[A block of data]
^^^^

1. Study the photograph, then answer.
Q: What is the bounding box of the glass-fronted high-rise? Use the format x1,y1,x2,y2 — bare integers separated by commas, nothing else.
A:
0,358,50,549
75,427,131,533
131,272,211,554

^^^^

To be done >> Write out these lines again, substituting "tower" for "high-rise" and leaving everything else unchanged.

Task response >>
1. Study the photograph, then answer.
Q: What is the bounding box of the glass-fronted tower? Use the format x1,y1,x2,y2 — bare integers separated by commas, nothing else.
A:
0,358,50,549
75,427,131,533
131,272,211,554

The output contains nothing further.